(Dataset entries)
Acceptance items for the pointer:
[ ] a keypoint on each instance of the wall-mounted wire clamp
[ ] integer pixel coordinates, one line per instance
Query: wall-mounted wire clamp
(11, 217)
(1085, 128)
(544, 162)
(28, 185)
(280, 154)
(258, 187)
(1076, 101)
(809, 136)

» **EXERCISE GOAL**
What you return should match every line above exactly.

» **SOLUTION TO THIS PROBLEM**
Acceptance items for the pointer:
[ ] a keypoint on each instance of the wall-mounted wire clamp
[ ] integer pixel coordinates, one line per instance
Query: wall-mounted wire clamp
(11, 217)
(1085, 128)
(544, 162)
(28, 185)
(280, 154)
(258, 187)
(1076, 101)
(809, 136)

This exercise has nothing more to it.